━━ Input material ━━

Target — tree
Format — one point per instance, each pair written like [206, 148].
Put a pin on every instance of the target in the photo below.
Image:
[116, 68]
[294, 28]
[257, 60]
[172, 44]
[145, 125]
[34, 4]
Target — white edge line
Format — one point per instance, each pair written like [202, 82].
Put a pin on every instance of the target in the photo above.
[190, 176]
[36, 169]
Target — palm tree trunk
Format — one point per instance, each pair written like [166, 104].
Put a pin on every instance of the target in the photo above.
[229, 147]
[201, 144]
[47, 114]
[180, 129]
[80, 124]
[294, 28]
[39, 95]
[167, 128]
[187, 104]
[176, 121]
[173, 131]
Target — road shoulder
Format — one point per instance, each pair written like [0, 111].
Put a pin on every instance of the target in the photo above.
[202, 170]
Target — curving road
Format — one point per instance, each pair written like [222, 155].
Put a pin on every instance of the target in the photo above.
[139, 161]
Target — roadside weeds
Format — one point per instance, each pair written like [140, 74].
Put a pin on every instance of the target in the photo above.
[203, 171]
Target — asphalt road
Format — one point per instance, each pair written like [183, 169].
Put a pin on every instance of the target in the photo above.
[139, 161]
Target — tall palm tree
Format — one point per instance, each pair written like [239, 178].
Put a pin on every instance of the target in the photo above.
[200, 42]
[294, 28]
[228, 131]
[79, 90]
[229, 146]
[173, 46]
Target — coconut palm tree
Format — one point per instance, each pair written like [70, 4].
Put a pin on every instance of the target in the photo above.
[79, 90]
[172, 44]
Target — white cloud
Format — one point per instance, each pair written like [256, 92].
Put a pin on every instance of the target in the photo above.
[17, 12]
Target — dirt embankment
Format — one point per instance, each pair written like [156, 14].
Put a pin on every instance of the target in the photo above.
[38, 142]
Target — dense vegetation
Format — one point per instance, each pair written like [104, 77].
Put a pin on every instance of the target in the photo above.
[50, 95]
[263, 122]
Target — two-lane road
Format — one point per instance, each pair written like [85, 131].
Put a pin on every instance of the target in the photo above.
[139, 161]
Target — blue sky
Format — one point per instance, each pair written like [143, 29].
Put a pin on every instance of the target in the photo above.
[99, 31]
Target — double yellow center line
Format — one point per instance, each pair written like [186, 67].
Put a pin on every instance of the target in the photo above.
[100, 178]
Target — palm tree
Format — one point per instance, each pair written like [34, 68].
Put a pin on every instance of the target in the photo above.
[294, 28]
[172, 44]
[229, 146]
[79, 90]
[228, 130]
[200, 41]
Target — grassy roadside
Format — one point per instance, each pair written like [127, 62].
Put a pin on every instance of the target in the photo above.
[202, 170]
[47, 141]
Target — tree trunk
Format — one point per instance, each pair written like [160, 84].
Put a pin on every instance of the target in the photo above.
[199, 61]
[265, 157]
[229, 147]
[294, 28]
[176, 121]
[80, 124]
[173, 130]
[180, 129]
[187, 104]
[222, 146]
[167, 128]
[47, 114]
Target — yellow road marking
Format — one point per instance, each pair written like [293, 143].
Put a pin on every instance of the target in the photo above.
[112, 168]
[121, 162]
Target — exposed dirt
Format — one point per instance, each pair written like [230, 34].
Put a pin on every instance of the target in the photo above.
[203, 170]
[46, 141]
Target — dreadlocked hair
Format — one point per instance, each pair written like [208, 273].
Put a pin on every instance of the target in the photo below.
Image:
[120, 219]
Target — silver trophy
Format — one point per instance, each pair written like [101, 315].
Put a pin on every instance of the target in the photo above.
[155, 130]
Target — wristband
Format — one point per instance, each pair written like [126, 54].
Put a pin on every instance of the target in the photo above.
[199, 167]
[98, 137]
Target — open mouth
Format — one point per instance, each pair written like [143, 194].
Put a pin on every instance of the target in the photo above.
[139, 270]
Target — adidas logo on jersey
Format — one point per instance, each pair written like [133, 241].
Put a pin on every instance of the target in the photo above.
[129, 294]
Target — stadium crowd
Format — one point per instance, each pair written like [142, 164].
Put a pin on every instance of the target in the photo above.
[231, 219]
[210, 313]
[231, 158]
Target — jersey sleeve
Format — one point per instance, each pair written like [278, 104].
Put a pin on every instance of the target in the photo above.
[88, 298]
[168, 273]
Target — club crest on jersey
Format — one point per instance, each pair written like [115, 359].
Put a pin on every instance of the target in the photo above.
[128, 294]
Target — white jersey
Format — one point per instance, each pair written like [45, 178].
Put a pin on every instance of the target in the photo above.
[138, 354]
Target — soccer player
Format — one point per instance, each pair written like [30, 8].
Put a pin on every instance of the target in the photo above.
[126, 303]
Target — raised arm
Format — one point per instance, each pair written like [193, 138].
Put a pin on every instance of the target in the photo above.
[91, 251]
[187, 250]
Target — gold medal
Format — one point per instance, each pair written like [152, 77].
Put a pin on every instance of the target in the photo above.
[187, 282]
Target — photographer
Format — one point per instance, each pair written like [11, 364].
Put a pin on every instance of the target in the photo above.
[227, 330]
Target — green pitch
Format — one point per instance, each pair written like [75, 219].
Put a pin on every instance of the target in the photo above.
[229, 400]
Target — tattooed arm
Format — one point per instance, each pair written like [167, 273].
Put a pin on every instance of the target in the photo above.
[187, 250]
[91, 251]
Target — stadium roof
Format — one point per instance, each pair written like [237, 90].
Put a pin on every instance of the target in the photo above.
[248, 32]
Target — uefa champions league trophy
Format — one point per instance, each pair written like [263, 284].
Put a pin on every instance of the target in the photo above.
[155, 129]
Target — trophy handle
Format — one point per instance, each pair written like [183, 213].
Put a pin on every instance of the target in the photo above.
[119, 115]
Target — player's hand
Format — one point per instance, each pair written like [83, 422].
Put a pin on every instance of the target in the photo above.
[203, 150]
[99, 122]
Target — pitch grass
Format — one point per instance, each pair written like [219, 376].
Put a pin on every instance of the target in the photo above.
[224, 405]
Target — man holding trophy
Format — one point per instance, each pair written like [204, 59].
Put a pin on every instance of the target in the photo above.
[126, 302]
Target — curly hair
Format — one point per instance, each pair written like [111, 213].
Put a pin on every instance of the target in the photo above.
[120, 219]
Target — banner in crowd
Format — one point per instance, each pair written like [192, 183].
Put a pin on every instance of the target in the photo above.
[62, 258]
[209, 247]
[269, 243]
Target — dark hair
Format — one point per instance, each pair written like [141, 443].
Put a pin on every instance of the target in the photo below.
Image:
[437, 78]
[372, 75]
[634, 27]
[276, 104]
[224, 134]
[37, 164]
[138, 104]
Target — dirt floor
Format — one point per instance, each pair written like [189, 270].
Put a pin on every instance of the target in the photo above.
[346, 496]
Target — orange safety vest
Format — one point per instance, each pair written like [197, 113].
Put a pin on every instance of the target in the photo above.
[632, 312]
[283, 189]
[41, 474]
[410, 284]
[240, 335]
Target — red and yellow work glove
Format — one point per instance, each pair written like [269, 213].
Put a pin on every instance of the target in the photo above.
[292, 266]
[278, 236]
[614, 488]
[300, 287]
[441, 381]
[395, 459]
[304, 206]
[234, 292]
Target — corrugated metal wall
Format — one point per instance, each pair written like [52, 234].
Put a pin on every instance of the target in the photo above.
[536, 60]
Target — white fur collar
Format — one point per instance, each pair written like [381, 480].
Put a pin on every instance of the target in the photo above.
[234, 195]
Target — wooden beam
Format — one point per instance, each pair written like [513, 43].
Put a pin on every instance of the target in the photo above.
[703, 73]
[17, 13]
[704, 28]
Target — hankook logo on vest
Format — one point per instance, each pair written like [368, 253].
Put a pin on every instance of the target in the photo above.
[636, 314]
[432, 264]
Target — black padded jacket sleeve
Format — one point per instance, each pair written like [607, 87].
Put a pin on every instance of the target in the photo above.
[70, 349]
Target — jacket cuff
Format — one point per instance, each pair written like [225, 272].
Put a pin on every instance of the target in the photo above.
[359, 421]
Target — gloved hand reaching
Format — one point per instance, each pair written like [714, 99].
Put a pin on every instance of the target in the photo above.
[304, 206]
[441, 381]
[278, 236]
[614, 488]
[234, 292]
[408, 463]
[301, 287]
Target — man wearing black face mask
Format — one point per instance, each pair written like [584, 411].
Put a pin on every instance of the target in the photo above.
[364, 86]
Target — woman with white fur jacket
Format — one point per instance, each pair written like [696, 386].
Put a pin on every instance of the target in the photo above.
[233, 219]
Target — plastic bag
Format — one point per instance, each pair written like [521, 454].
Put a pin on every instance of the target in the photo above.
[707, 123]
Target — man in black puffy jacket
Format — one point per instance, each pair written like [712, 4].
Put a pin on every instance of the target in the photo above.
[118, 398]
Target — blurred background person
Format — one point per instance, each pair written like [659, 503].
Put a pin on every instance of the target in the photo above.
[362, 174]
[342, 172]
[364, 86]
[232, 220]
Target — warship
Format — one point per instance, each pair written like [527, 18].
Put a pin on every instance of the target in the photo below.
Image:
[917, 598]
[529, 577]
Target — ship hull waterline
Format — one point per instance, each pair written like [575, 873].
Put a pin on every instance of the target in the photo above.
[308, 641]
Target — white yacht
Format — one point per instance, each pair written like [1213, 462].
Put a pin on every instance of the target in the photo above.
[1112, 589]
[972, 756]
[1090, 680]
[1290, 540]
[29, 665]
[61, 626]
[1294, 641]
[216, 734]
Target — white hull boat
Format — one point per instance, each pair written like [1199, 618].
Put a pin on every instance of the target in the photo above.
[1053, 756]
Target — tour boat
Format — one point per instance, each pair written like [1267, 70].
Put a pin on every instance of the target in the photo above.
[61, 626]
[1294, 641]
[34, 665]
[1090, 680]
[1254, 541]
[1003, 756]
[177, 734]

━━━

Activity:
Take the line above containing "Target — open mouth", the line containing "Target — club crest on jersey", and all lines in between, and copy them exactly without anything else.

Answer below:
Target — open mouth
Format — one point per instance, each pair written like [143, 194].
Put a pin on every instance of the target in the photo above.
[139, 270]
Target — adidas logo on jersey
Format — one point per instance, each pair written like [133, 241].
Put a pin on every instance of the target in the photo above.
[129, 294]
Target — stadium crowd
Format — one point per instance, each pair written like [142, 164].
Put a pin on every instance of the target in the photo above.
[231, 219]
[210, 313]
[231, 158]
Target — jersey sleeve
Format — one point per instance, each pair written like [278, 104].
Put a pin on every instance of the target in the photo above.
[88, 298]
[168, 273]
Target — club crest on jersey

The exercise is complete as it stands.